→ The request: Reproduce all of the following data verbatim, line for line, without any changes.
-- begin --
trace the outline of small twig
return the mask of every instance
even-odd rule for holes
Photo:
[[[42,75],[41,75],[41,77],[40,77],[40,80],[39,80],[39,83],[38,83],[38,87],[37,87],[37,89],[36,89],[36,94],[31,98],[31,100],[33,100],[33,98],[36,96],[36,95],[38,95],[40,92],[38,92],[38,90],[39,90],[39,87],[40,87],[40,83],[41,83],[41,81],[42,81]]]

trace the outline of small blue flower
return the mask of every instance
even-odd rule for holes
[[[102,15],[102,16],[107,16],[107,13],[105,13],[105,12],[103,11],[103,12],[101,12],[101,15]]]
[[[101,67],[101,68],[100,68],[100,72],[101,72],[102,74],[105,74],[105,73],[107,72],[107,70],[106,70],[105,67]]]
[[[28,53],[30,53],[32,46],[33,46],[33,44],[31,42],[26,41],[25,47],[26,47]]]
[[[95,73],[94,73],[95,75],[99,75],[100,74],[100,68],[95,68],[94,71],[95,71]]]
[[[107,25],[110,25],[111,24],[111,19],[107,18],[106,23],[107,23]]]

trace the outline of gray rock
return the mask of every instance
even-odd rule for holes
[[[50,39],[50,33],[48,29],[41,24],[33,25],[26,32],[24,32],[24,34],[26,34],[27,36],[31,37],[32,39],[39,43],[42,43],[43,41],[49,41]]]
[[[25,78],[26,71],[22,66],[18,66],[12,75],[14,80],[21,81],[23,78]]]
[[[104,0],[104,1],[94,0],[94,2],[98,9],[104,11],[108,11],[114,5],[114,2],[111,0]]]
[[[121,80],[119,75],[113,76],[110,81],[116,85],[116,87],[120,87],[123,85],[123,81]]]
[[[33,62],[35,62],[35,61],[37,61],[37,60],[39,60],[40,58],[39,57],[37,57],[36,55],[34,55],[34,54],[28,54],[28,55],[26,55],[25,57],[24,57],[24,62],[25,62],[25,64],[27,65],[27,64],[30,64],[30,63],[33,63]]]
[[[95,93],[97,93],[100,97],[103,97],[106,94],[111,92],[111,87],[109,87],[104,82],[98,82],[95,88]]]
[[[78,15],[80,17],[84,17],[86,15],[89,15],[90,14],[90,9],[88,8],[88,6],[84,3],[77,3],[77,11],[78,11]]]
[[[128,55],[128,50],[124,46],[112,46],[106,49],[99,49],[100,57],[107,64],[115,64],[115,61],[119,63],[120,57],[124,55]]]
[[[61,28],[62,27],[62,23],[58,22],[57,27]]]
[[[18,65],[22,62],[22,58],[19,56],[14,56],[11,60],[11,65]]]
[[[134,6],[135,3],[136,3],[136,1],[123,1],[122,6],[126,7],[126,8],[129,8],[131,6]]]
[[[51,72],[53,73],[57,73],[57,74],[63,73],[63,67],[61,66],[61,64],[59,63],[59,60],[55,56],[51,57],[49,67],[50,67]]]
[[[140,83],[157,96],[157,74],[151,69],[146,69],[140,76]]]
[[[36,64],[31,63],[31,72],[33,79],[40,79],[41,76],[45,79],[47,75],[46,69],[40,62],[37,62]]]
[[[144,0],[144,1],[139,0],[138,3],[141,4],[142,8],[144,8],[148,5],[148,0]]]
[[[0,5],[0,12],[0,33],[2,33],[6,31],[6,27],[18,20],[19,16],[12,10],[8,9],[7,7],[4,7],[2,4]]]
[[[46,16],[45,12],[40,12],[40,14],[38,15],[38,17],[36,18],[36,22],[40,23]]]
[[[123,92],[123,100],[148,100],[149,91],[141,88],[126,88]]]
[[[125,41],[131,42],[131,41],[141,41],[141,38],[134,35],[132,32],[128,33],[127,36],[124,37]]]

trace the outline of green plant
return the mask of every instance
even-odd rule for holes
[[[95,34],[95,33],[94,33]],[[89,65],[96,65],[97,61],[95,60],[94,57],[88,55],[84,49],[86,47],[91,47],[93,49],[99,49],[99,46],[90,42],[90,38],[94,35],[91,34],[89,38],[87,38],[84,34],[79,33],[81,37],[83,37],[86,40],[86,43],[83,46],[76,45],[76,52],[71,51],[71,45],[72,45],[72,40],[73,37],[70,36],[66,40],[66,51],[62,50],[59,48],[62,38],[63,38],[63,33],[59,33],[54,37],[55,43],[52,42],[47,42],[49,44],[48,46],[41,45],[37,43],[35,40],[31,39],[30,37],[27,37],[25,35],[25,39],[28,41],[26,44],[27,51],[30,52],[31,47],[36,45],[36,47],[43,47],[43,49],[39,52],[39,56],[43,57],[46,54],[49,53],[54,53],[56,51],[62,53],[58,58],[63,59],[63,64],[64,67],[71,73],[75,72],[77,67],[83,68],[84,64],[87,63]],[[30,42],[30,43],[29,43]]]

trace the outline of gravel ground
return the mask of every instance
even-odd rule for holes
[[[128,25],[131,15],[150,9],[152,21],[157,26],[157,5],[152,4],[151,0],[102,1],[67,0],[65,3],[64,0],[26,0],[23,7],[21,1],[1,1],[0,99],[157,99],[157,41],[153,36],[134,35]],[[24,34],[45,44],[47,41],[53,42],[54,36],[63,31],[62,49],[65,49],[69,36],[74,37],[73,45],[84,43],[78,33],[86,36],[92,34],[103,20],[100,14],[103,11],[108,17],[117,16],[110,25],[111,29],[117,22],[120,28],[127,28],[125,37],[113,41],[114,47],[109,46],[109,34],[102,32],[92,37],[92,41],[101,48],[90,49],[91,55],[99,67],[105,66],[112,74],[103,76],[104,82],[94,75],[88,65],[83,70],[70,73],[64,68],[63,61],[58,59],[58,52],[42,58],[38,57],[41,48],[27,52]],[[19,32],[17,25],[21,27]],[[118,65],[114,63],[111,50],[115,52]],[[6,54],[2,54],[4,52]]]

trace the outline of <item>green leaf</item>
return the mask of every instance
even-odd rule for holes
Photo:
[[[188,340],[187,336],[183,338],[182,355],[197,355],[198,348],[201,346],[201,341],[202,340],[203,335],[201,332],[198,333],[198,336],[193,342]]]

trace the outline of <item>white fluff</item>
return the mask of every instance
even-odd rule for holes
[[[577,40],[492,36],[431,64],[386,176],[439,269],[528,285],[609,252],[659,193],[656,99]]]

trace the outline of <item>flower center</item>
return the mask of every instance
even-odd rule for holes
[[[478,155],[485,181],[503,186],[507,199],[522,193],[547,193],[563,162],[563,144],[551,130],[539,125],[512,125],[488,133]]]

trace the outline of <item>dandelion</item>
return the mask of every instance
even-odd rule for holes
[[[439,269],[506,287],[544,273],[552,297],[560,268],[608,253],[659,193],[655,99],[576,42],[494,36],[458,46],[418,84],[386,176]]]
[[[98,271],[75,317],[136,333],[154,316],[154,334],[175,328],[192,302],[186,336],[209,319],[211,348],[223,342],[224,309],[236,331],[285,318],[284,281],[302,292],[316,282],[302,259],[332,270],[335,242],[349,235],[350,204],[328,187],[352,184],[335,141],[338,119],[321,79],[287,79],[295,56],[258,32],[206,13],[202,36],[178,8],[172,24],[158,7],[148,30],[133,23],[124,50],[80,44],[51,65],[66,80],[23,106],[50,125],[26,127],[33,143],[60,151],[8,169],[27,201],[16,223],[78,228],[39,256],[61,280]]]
-- end --
→ Result below:
trace the outline of small twig
return the mask of every instance
even-odd rule for holes
Photo:
[[[42,75],[41,75],[41,77],[40,77],[40,80],[39,80],[39,83],[38,83],[38,87],[37,87],[37,89],[36,89],[36,94],[31,98],[31,100],[33,100],[33,98],[36,96],[36,95],[38,95],[40,92],[38,92],[38,90],[39,90],[39,87],[40,87],[40,83],[41,83],[41,81],[42,81]]]

trace the outline of small blue flower
return the mask of every instance
even-odd rule for holes
[[[102,15],[102,16],[107,16],[107,13],[105,13],[105,12],[103,11],[103,12],[101,12],[101,15]]]
[[[101,67],[101,68],[100,68],[100,72],[101,72],[102,74],[105,74],[105,73],[107,72],[107,70],[106,70],[105,67]]]
[[[28,53],[30,53],[32,46],[33,46],[33,44],[31,42],[26,41],[25,47],[26,47]]]
[[[95,73],[94,73],[95,75],[99,75],[100,74],[100,68],[95,68],[94,71],[95,71]]]
[[[107,25],[110,25],[111,24],[111,19],[107,18],[106,23],[107,23]]]

trace the outline of gray rock
return the mask of every instance
even-odd rule for holes
[[[50,39],[50,33],[48,29],[41,24],[33,25],[26,32],[24,32],[24,34],[26,34],[27,36],[31,37],[32,39],[39,43],[42,43],[43,41],[49,41]]]
[[[25,78],[26,71],[22,66],[18,66],[12,75],[14,80],[21,81],[23,78]]]
[[[104,0],[104,1],[94,0],[94,2],[98,9],[104,11],[108,11],[114,5],[114,2],[111,0]]]
[[[121,80],[119,75],[113,76],[110,81],[116,85],[116,87],[120,87],[123,85],[123,81]]]
[[[33,62],[35,62],[35,61],[37,61],[37,60],[39,60],[40,58],[39,57],[37,57],[36,55],[34,55],[34,54],[28,54],[28,55],[26,55],[25,57],[24,57],[24,62],[25,62],[25,64],[27,65],[27,64],[30,64],[30,63],[33,63]]]
[[[95,93],[97,93],[100,97],[103,97],[106,94],[111,92],[111,87],[109,87],[104,82],[98,82],[95,88]]]
[[[78,15],[80,17],[84,17],[86,15],[89,15],[90,14],[90,9],[88,8],[88,6],[84,3],[77,3],[77,11],[78,11]]]
[[[128,55],[128,50],[124,46],[112,46],[106,49],[99,49],[100,57],[107,64],[115,64],[115,61],[119,63],[120,57],[124,55]]]
[[[61,28],[62,27],[62,23],[58,22],[57,27]]]
[[[18,65],[22,62],[22,58],[19,56],[14,56],[11,60],[11,65]]]
[[[134,6],[135,3],[136,3],[136,1],[123,1],[122,6],[126,7],[126,8],[129,8],[131,6]]]
[[[51,72],[53,73],[57,73],[57,74],[63,73],[63,67],[61,66],[61,64],[59,63],[59,60],[55,56],[51,57],[49,67],[50,67]]]
[[[140,83],[157,96],[157,74],[151,69],[146,69],[140,76]]]
[[[36,64],[31,63],[31,72],[33,79],[40,79],[41,76],[45,79],[47,75],[46,69],[40,62],[37,62]]]
[[[144,0],[144,1],[139,0],[138,3],[141,4],[142,8],[144,8],[148,5],[148,0]]]
[[[0,5],[0,12],[0,33],[2,33],[6,31],[6,27],[18,20],[19,16],[12,10],[8,9],[7,7],[4,7],[2,4]]]
[[[46,16],[45,12],[40,12],[40,14],[38,15],[38,17],[36,18],[36,22],[40,23]]]
[[[123,92],[123,100],[148,100],[149,91],[141,88],[126,88]]]
[[[125,41],[131,42],[131,41],[141,41],[141,38],[134,35],[132,32],[128,33],[127,36],[124,37]]]

trace the outline of green plant
return the mask of every instance
even-odd rule for holes
[[[95,34],[95,33],[94,33]],[[89,65],[96,65],[97,61],[95,60],[94,57],[88,55],[84,49],[86,47],[91,47],[93,49],[99,49],[99,46],[90,42],[90,38],[94,35],[91,34],[89,38],[87,38],[84,34],[79,33],[81,37],[83,37],[86,40],[86,43],[83,46],[76,45],[76,52],[71,51],[71,45],[72,45],[72,40],[73,37],[70,36],[66,40],[66,51],[62,50],[59,48],[62,38],[63,38],[63,33],[59,33],[54,37],[55,43],[52,42],[47,42],[49,44],[48,46],[41,45],[37,43],[35,40],[31,39],[30,37],[27,37],[25,35],[25,39],[28,41],[26,44],[27,51],[30,52],[31,47],[36,45],[36,47],[43,47],[43,49],[39,52],[39,56],[43,57],[46,54],[49,53],[54,53],[56,51],[62,53],[58,58],[63,59],[63,64],[64,67],[71,73],[75,72],[77,67],[83,68],[84,64],[87,63]],[[30,42],[30,43],[29,43]]]

trace the outline of gravel ground
return the mask of every instance
even-odd rule for holes
[[[128,25],[131,15],[150,9],[152,21],[157,26],[157,5],[152,4],[151,0],[102,1],[67,0],[65,3],[64,0],[26,0],[23,7],[21,1],[1,1],[0,99],[157,99],[157,41],[153,36],[134,35]],[[24,34],[45,44],[47,41],[53,42],[54,36],[63,31],[62,49],[65,49],[69,36],[74,37],[73,45],[84,43],[78,33],[86,36],[92,34],[103,20],[100,14],[103,11],[108,17],[117,16],[110,25],[111,29],[117,22],[120,28],[127,28],[125,37],[113,41],[114,47],[109,46],[109,34],[102,32],[92,37],[92,41],[101,48],[90,49],[91,55],[99,67],[105,66],[112,74],[103,76],[104,82],[94,75],[88,65],[83,70],[70,73],[64,68],[63,61],[58,59],[58,52],[42,58],[38,57],[41,48],[27,52]],[[19,32],[17,25],[21,27]],[[118,65],[114,63],[111,50],[115,52]],[[6,54],[2,54],[4,52]]]

trace the outline of <item>green leaf</item>
return the mask of every instance
even-odd rule for holes
Photo:
[[[188,340],[187,336],[183,338],[182,355],[197,355],[198,348],[201,346],[201,341],[202,340],[203,335],[201,332],[198,333],[198,336],[193,342]]]

trace the outline of <item>white fluff</item>
return the mask of every instance
even-odd rule for holes
[[[577,40],[492,36],[431,64],[386,176],[439,269],[528,285],[609,252],[659,193],[656,99]]]

trace the outline of <item>flower center</item>
return the mask of every instance
even-odd rule for holes
[[[478,155],[485,181],[503,186],[507,199],[522,193],[547,193],[563,162],[563,144],[551,130],[539,125],[512,125],[488,133]]]

trace the outline of <item>dandelion</item>
return the mask of every instance
even-odd rule for holes
[[[439,269],[506,287],[544,273],[552,297],[560,268],[608,253],[659,193],[655,99],[576,42],[494,36],[458,46],[418,84],[386,176]]]
[[[98,271],[75,317],[136,333],[154,316],[154,334],[175,328],[192,302],[186,336],[209,319],[211,348],[223,342],[224,309],[236,331],[285,318],[284,281],[302,292],[316,282],[302,259],[332,270],[335,242],[349,235],[350,204],[328,187],[352,184],[335,141],[338,119],[321,79],[287,79],[295,56],[258,32],[206,13],[202,36],[178,8],[172,24],[158,7],[148,30],[133,23],[124,50],[80,44],[51,65],[66,80],[23,106],[50,125],[26,127],[33,143],[60,151],[8,169],[27,201],[16,223],[78,228],[39,256],[61,280]]]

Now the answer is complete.